- Page excerpt
The same day Olympians in Sochi began their quest for gold, Downsville resident Christine Baldauf had her own brush with a rare golden treasure.
On Saturday, Baldauf had the opportunity to draw blood from a golden eagle, a rare bird that is endangered in New York, according to the New York State Department of Environmental Conservation. The eagle was trapped early that morning in Andes as part of an experiment being conducted by the Delaware-Otsego Audubon Society to learn about golden eagles migration on the East Coast.
Baldauf, a second-year veterinary science student at SUNY Delhi, said she was called Saturday morning by a family friend on whose property the eagle was trapped. Baldauf said the friend knew about her veterinary science background, so she asked if Baldauf would be able to draw the eagle’s blood so that lab work could be done to determine its sex and test its DNA.
Baldauf, 37, said an experience in one of her SUNY Delhi classes prepared her for the task at hand.
“In Farm Animal Nursing, I had to draw blood from a chicken,” Baldauf said. “The technique was the same for the eagle, there were just a lot more feathers.”
Baldauf, who was valedictorian of her graduating class at Downsville Central School, said she became a math teacher at the school after attending Elmira College. A former athlete, Baldauf also coached girl’s varsity basketball at Downsville for several years and led the team to the state final championship game.
But several years ago, Baldauf took a two-year leave from teaching after deciding she wanted to return to school and pursue veterinary science. She enrolled in SUNY Delhi’s Veterinary Science Technology Program.
“I’m giving myself more options,” Baldauf said, on returning to college.
Growing up on a farm, Baldauf said, she was surrounded by cows and other animals that needed care, and would often watch when veterinarians made visits. Baldauf said she often wondered if there were any procedures that her family could perform themselves.

Saved entries:
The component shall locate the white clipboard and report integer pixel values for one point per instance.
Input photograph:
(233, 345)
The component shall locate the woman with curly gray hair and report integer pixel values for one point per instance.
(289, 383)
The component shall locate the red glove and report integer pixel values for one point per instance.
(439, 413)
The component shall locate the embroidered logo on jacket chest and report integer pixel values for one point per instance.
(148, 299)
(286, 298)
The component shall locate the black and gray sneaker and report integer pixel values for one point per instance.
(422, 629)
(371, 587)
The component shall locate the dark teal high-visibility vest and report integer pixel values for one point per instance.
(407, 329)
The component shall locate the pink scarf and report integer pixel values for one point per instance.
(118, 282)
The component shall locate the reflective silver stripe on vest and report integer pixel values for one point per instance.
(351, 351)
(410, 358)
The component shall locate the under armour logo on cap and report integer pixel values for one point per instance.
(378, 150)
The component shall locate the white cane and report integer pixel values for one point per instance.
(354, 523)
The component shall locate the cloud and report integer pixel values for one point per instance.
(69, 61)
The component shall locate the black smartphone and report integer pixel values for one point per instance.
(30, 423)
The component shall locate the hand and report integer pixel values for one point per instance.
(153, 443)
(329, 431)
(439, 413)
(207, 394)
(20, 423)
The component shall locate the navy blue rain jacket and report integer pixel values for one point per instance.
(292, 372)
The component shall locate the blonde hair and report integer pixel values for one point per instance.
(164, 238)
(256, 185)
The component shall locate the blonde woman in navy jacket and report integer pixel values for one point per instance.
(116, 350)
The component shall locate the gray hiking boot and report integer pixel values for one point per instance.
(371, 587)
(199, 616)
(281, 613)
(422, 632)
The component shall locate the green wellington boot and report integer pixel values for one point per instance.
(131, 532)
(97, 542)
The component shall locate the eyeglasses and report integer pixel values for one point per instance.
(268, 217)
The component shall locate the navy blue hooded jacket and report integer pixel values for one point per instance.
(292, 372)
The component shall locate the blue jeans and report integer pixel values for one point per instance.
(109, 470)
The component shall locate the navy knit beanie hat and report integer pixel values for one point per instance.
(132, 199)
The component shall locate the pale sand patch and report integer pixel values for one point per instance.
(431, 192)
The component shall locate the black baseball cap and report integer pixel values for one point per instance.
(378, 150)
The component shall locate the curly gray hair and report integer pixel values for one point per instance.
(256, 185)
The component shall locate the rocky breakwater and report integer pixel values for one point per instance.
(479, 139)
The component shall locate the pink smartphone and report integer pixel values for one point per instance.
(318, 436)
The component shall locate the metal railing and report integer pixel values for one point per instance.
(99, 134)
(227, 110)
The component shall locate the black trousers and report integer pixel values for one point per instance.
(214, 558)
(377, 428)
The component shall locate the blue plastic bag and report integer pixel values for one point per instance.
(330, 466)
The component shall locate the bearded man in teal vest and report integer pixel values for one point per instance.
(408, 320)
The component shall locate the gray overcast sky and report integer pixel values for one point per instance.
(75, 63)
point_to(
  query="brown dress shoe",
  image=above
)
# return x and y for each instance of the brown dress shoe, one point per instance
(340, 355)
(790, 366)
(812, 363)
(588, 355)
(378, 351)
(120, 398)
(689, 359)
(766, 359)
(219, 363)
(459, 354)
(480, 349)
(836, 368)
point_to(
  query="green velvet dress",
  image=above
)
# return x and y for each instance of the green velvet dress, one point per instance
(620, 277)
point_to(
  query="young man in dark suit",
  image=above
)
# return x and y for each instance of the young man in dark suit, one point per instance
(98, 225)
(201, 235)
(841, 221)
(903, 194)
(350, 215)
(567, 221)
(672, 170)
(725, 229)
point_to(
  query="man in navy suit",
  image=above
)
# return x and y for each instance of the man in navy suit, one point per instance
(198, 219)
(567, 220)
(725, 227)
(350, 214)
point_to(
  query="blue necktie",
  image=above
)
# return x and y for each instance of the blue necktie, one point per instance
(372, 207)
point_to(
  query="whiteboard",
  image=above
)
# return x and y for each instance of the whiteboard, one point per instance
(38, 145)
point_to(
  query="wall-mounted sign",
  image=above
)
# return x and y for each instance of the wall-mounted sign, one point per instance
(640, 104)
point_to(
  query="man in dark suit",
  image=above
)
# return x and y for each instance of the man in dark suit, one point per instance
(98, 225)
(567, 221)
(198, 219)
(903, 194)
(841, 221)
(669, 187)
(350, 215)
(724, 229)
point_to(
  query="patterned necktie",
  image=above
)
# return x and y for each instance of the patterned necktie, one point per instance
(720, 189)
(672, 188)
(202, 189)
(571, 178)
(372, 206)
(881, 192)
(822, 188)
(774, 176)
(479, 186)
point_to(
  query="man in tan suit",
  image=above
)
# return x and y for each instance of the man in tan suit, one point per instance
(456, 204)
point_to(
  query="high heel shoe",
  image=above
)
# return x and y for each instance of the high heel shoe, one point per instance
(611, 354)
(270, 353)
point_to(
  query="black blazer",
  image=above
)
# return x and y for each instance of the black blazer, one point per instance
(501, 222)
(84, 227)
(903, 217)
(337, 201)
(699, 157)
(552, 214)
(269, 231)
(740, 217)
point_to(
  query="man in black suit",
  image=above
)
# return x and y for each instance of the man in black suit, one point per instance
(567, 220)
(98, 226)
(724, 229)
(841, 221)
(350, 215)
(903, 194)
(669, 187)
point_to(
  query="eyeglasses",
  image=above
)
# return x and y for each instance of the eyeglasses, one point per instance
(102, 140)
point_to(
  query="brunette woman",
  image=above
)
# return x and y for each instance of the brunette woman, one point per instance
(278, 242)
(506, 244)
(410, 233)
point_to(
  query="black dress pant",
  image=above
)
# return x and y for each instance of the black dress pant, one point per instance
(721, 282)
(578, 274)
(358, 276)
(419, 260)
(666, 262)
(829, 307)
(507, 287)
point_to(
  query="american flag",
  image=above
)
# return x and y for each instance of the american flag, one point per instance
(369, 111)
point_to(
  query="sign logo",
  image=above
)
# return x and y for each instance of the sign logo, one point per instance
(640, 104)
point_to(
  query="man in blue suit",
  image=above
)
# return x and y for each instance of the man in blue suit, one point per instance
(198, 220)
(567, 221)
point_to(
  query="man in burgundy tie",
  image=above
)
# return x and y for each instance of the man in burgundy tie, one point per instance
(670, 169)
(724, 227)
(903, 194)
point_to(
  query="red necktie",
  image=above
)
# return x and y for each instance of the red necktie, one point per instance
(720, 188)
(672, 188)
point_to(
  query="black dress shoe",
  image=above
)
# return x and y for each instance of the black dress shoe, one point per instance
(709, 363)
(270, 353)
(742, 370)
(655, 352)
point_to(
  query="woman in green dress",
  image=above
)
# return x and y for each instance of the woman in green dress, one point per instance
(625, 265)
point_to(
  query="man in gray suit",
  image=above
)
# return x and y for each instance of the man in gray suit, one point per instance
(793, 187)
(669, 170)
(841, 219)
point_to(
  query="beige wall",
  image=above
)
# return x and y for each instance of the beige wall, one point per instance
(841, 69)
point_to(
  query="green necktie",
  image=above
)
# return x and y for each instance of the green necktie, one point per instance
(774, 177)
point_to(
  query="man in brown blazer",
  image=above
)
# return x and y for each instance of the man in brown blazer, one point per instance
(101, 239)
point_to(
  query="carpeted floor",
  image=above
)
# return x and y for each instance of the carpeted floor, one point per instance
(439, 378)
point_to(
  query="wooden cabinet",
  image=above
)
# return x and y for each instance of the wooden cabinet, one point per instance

- Work to be completed
Render this sentence from the article about the golden eagle in Spanish: "Baldauf, 37, said an experience in one of her SUNY Delhi classes prepared her for the task at hand." Draw only on the article, not on the entries.

- Solution to this task
Baldauf, de 37 años, dijo que una experiencia en una de sus clases en SUNY Delhi la preparó para la tarea en cuestión.